• _Exercise aim_
Where an entry contains an image, leave the image out; restate everything else exactly.

• _Provided information_
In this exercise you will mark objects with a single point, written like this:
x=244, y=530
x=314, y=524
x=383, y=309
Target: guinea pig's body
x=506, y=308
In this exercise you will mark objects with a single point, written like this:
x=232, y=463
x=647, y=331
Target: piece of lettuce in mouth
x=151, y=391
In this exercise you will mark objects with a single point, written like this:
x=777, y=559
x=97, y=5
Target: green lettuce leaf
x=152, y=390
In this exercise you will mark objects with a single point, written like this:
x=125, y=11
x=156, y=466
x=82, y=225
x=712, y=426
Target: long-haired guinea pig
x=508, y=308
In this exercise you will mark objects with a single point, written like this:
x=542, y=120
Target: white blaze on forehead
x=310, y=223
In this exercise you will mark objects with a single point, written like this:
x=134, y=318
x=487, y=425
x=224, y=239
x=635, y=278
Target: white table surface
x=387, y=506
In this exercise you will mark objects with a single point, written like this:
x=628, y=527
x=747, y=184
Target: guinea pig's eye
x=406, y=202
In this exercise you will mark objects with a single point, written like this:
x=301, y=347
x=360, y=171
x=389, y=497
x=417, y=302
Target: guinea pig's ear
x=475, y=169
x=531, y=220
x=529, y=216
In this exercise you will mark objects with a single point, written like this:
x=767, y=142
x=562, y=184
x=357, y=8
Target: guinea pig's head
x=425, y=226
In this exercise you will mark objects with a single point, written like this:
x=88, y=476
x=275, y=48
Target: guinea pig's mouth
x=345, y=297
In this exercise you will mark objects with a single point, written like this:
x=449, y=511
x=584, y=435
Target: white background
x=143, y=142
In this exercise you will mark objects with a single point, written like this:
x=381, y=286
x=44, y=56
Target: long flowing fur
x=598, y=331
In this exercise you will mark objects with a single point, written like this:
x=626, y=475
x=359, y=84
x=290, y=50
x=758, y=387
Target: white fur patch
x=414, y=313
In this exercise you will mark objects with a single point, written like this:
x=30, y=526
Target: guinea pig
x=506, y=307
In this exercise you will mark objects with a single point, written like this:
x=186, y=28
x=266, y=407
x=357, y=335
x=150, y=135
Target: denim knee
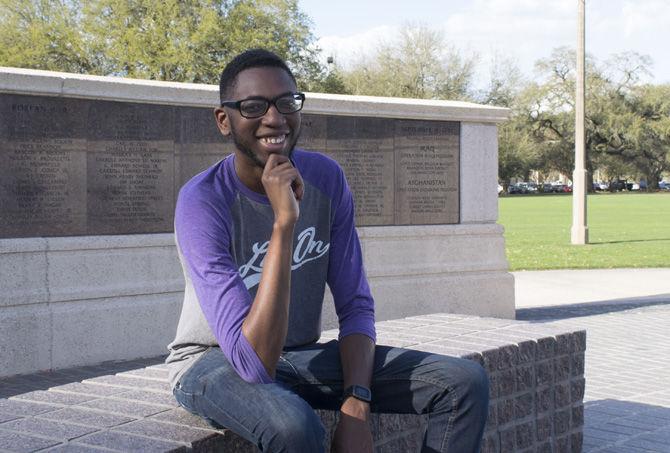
x=297, y=431
x=475, y=387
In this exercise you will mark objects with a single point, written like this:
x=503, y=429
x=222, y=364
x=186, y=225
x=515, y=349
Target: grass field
x=625, y=230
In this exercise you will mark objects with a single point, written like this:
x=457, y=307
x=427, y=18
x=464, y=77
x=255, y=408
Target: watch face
x=361, y=393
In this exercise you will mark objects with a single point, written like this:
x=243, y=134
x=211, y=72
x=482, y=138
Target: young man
x=259, y=235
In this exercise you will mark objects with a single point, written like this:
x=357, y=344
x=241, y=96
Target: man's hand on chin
x=353, y=434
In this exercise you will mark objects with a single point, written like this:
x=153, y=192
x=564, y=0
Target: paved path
x=626, y=313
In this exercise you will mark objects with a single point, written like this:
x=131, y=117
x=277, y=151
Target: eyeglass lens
x=258, y=107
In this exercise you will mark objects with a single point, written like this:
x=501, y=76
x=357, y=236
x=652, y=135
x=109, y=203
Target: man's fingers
x=274, y=160
x=298, y=187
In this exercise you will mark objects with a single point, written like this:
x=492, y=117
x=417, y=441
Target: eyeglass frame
x=238, y=104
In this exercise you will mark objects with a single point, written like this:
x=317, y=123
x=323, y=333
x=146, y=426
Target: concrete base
x=82, y=300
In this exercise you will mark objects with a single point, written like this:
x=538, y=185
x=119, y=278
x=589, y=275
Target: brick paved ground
x=627, y=400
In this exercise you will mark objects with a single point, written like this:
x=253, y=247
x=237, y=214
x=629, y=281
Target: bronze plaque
x=364, y=148
x=313, y=133
x=199, y=144
x=130, y=168
x=87, y=167
x=42, y=166
x=427, y=172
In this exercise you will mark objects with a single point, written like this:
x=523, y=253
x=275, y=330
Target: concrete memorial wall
x=90, y=168
x=72, y=167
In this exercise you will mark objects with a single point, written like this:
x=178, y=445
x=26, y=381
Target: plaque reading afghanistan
x=427, y=172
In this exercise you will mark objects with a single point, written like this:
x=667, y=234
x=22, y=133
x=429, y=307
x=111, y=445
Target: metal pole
x=580, y=231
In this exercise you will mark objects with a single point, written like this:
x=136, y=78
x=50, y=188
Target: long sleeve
x=203, y=232
x=346, y=275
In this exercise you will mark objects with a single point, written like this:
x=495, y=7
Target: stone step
x=536, y=371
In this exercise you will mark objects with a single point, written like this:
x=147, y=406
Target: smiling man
x=259, y=235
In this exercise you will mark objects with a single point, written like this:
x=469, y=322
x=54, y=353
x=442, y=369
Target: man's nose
x=272, y=116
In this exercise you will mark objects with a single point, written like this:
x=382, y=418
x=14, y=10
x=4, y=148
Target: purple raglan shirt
x=222, y=230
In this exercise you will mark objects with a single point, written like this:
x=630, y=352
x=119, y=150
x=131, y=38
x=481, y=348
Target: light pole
x=580, y=231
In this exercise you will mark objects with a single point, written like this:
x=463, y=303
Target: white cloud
x=527, y=30
x=349, y=49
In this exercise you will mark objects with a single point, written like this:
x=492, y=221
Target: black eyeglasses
x=257, y=106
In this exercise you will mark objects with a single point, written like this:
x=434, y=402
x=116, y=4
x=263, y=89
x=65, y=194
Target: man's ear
x=222, y=120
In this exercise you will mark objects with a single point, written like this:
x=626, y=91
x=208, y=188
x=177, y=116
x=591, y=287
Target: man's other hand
x=353, y=434
x=284, y=188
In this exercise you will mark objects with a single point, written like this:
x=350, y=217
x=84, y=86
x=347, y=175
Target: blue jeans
x=279, y=417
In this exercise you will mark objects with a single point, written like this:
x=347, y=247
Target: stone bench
x=536, y=373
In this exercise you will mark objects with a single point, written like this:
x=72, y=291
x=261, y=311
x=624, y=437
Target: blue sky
x=523, y=30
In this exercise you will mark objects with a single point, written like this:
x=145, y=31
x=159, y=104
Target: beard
x=247, y=151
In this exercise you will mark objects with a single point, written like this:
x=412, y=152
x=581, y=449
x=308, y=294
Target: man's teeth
x=274, y=140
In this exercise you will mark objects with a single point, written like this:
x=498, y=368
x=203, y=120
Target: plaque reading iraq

• _Answer below_
In this exercise you will mark objects with a single point, written like this:
x=244, y=530
x=314, y=524
x=383, y=309
Target: guinea pig's body
x=506, y=308
In this exercise you will mark objects with a single point, written like this:
x=232, y=463
x=647, y=331
Target: piece of lettuce in mouth
x=151, y=391
In this exercise you will mark objects with a single point, written like this:
x=777, y=559
x=97, y=5
Target: green lettuce leaf
x=152, y=390
In this exercise you will mark objects with a single point, written like this:
x=125, y=11
x=156, y=466
x=82, y=225
x=712, y=426
Target: long-haired guinea pig
x=508, y=308
In this exercise you will mark objects with a single point, written like this:
x=542, y=120
Target: white blaze on forehead
x=310, y=223
In this exercise you will mark objects with a single point, written like this:
x=134, y=318
x=487, y=425
x=224, y=239
x=635, y=278
Target: white table surface
x=387, y=506
In this exercise you will mark objects with a single point, written like this:
x=628, y=527
x=747, y=184
Target: guinea pig's eye
x=406, y=202
In this exercise you will mark objects with a single point, written like this:
x=301, y=347
x=360, y=171
x=389, y=497
x=417, y=302
Target: guinea pig's ear
x=475, y=169
x=531, y=220
x=529, y=216
In this exercise you will mark objects with a single point, written like this:
x=767, y=142
x=562, y=184
x=357, y=8
Target: guinea pig's head
x=425, y=226
In this exercise you will mark objects with a single point, written like this:
x=88, y=476
x=275, y=48
Target: guinea pig's mouth
x=345, y=297
In this exercise you will mark objects with a single point, written like this:
x=449, y=511
x=584, y=435
Target: white background
x=143, y=142
In this exercise you will mark objects with a single point, written like this:
x=381, y=286
x=44, y=56
Target: long flowing fur
x=598, y=331
In this exercise you will mark objects with a single point, written like this:
x=626, y=475
x=359, y=84
x=290, y=50
x=758, y=387
Target: white fur patch
x=414, y=313
In this exercise you will mark objects with a single point, written like this:
x=30, y=526
Target: guinea pig
x=506, y=307
In this exercise you will mark objects with a single point, written like this:
x=186, y=28
x=266, y=407
x=357, y=335
x=150, y=135
Target: denim knee
x=297, y=431
x=475, y=387
In this exercise you will mark objects with a single point, written like this:
x=503, y=429
x=222, y=364
x=186, y=225
x=515, y=349
Target: grass field
x=625, y=230
In this exercise you will mark objects with a single point, written like this:
x=457, y=307
x=427, y=18
x=464, y=77
x=255, y=408
Target: watch face
x=361, y=393
In this exercise you will mark objects with a single point, written like this:
x=243, y=134
x=211, y=72
x=482, y=138
Target: young man
x=259, y=235
In this exercise you will mark objects with a single point, written like this:
x=357, y=344
x=241, y=96
Target: man's hand on chin
x=353, y=434
In this exercise you will mark objects with a single point, written like this:
x=153, y=192
x=564, y=0
Target: paved path
x=626, y=313
In this exercise you will mark objects with a single point, written like this:
x=131, y=117
x=277, y=151
Target: eyeglass lens
x=258, y=107
In this exercise you will mark objects with a single point, written like this:
x=501, y=76
x=357, y=236
x=652, y=135
x=109, y=203
Target: man's fingers
x=274, y=160
x=298, y=187
In this exercise you will mark objects with a single point, written like this:
x=492, y=117
x=417, y=441
Target: eyeglass frame
x=238, y=104
In this exercise you will mark objects with a single point, written like this:
x=317, y=123
x=323, y=333
x=146, y=426
Target: concrete base
x=82, y=300
In this exercise you will mark objects with a single point, written like this:
x=538, y=185
x=119, y=278
x=589, y=275
Target: brick paved ground
x=627, y=400
In this exercise you will mark objects with a single point, written like this:
x=253, y=247
x=237, y=214
x=629, y=281
Target: bronze plaque
x=364, y=148
x=313, y=133
x=199, y=144
x=130, y=168
x=87, y=167
x=42, y=166
x=427, y=172
In this exercise you will mark objects with a single point, written like this:
x=523, y=253
x=275, y=330
Target: concrete memorial wall
x=90, y=168
x=72, y=167
In this exercise you will mark objects with a single point, written like this:
x=178, y=445
x=26, y=381
Target: plaque reading afghanistan
x=427, y=172
In this exercise you will mark objects with a single point, written like this:
x=667, y=234
x=22, y=133
x=429, y=307
x=111, y=445
Target: metal pole
x=580, y=231
In this exercise you will mark objects with a single point, written like this:
x=136, y=78
x=50, y=188
Target: long sleeve
x=203, y=232
x=346, y=275
In this exercise you will mark objects with a single point, written like this:
x=495, y=7
Target: stone step
x=536, y=371
In this exercise you will mark objects with a single point, written like this:
x=147, y=406
Target: smiling man
x=259, y=235
In this exercise you will mark objects with a single point, written like this:
x=469, y=322
x=54, y=353
x=442, y=369
Target: man's nose
x=272, y=116
In this exercise you will mark objects with a single point, written like this:
x=382, y=418
x=14, y=10
x=4, y=148
Target: purple raglan shirt
x=222, y=230
In this exercise you will mark objects with a single point, written like this:
x=630, y=352
x=119, y=150
x=131, y=38
x=481, y=348
Target: light pole
x=580, y=231
In this exercise you will mark objects with a single point, written like this:
x=463, y=303
Target: white cloud
x=527, y=30
x=349, y=49
In this exercise you will mark objects with a single point, written like this:
x=492, y=221
Target: black eyeglasses
x=257, y=106
In this exercise you will mark objects with a single point, written like this:
x=434, y=402
x=116, y=4
x=263, y=89
x=65, y=194
Target: man's ear
x=222, y=120
In this exercise you will mark objects with a single point, written like this:
x=626, y=91
x=208, y=188
x=177, y=116
x=591, y=287
Target: man's other hand
x=353, y=434
x=284, y=188
In this exercise you will mark objects with a single point, written like this:
x=350, y=217
x=84, y=86
x=347, y=175
Target: blue jeans
x=279, y=417
In this exercise you will mark objects with a single point, written like this:
x=347, y=247
Target: stone bench
x=536, y=373
In this exercise you will mark objects with a single point, written like this:
x=72, y=291
x=261, y=311
x=624, y=437
Target: blue sky
x=523, y=30
In this exercise you will mark objects with a single point, written like this:
x=145, y=31
x=159, y=104
Target: beard
x=247, y=151
In this exercise you will mark objects with a single point, written like this:
x=412, y=152
x=581, y=449
x=308, y=294
Target: man's teeth
x=274, y=140
In this exercise you will mark objects with a single point, written like this:
x=498, y=368
x=203, y=120
Target: plaque reading iraq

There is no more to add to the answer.